**PASSAGE TO READ**
□ □ □ □ □ □ □
On 20/06/13 08:49, Phillip Lord wrote:
Well, that doesn't answer the question. The backtick is useful in
writing macros (although the situation this caused me grief, actually, I
wasn't). So is quote. But then I do not understand why the behaviour is
different between the two.
I thought the question was whether this is expected or not that's why I
answered accordingly...What I wanted to get across is that ` is critical
for generating code (macro-writing) whereas ' has nothing to do with
macros really. It's just a way of saying 'skip evaluation of this symbol
- just pass it along'. However, whenever you do `(map ~f ~coll) what you
really mean is (clojure.core/map some-fn some-coll) and that is exactly
what the macro will expand to. Say, you had overwritten 'core.map' with
your own version in that namespace...then the macro would expand to
(some-namespace/map some-fn some-coll) . If you swap ` for ' then what
you get is a list with a bunch of non-qualified symbols in. Not very
useful is it?
Ambrose went a bit further and explained local-name capturing & gensym.
□ □ □ □ □ □ □
Picture shape labeling listing:
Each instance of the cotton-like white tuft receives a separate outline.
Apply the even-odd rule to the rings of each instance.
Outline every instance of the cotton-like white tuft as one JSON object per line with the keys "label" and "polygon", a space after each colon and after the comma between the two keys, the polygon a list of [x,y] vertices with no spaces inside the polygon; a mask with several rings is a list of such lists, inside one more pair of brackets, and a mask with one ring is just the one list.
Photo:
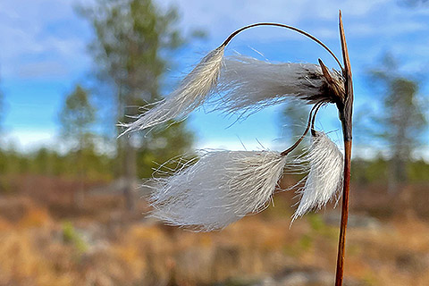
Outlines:
{"label": "cotton-like white tuft", "polygon": [[343,156],[324,132],[312,136],[312,143],[306,156],[310,172],[306,183],[299,189],[299,205],[292,221],[313,208],[320,209],[338,196],[342,187]]}
{"label": "cotton-like white tuft", "polygon": [[[331,72],[334,80],[341,76]],[[290,98],[309,104],[330,102],[326,80],[322,69],[313,63],[272,63],[252,57],[232,56],[224,59],[217,91],[219,110],[226,113],[257,111]]]}
{"label": "cotton-like white tuft", "polygon": [[139,130],[165,123],[172,119],[183,119],[206,100],[210,90],[216,85],[223,59],[223,46],[207,55],[181,81],[179,88],[166,98],[149,105],[145,114],[130,124],[124,133]]}
{"label": "cotton-like white tuft", "polygon": [[153,215],[196,231],[222,229],[267,206],[285,164],[278,152],[204,152],[194,164],[155,179]]}

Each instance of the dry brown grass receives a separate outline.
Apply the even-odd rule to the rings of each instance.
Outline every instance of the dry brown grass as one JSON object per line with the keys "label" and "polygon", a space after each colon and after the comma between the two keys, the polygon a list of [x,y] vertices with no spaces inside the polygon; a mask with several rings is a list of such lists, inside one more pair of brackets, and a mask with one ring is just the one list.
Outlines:
{"label": "dry brown grass", "polygon": [[[4,197],[0,285],[192,286],[297,268],[333,275],[337,226],[322,212],[290,229],[290,197],[276,196],[275,207],[211,233],[145,220],[144,203],[126,214],[114,196],[88,198],[68,217],[53,201]],[[360,285],[429,285],[429,224],[409,208],[398,214],[375,228],[349,230],[347,277]]]}

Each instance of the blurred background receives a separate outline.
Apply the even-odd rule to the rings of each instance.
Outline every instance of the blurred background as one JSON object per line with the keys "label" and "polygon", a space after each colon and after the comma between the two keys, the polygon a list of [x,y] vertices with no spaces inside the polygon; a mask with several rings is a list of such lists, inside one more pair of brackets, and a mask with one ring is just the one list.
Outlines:
{"label": "blurred background", "polygon": [[[340,207],[290,226],[298,198],[279,192],[259,214],[196,233],[147,218],[139,187],[192,150],[282,151],[308,106],[245,120],[201,108],[120,139],[116,123],[249,23],[299,27],[341,55],[339,9],[356,98],[346,283],[429,285],[425,0],[1,0],[0,285],[332,285]],[[276,28],[244,32],[226,53],[338,69],[316,44]],[[316,126],[342,147],[334,106]]]}

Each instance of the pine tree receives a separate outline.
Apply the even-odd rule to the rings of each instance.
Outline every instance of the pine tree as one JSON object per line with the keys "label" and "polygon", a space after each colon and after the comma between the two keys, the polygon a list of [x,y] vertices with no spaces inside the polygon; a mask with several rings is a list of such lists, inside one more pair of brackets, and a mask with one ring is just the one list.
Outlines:
{"label": "pine tree", "polygon": [[84,181],[88,171],[87,154],[91,154],[93,150],[91,127],[95,120],[95,109],[91,105],[88,91],[77,85],[65,98],[60,113],[60,122],[63,139],[75,154],[73,165],[77,167],[80,179],[80,188],[75,196],[78,206],[81,206],[85,193]]}
{"label": "pine tree", "polygon": [[[114,90],[114,122],[130,122],[132,116],[139,114],[133,106],[160,99],[160,80],[167,67],[164,55],[183,43],[174,28],[177,12],[174,9],[161,12],[149,0],[99,0],[95,7],[82,11],[95,30],[91,52],[97,68],[105,82],[109,82]],[[134,133],[118,140],[119,172],[126,181],[123,193],[128,209],[132,209],[135,204],[137,151],[145,154],[147,159],[158,161],[158,154],[162,152],[156,145],[161,136],[167,141],[164,149],[170,149],[171,155],[178,155],[183,147],[191,143],[191,137],[183,123],[176,125],[175,129],[177,132],[173,137],[154,132],[141,139]],[[121,132],[122,130],[117,130],[115,135]],[[181,137],[187,139],[180,140]],[[183,146],[174,144],[179,141]],[[145,169],[139,173],[145,175],[153,166],[152,161],[147,163],[147,159],[139,159],[143,162],[139,168]]]}

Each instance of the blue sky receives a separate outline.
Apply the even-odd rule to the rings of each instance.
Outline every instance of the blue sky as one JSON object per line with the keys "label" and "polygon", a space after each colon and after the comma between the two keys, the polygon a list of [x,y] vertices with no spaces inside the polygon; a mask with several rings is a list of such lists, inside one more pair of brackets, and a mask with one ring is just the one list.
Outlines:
□ □ □ □ □ □ □
**TASK OBJECTIVE**
Decide whether each statement agrees with the reply about backtick and quote, answering yes or no and quoting the words of the reply that settle it.
1. The backtick is described as critical for generating code.
2. Swapping the backtick for a quote gives a list of fully qualified symbols.
3. Ambrose explained gensym.
The listing is separate material and is not connected to the reply.

**OUTPUT FOR THIS TASK**
1. Yes: "` is critical for generating code (macro-writing)"
2. No: "If you swap ` for ' then what you get is a list with a bunch of non-qualified symbols in."
3. Yes: "Ambrose went a bit further and explained local-name capturing & gensym."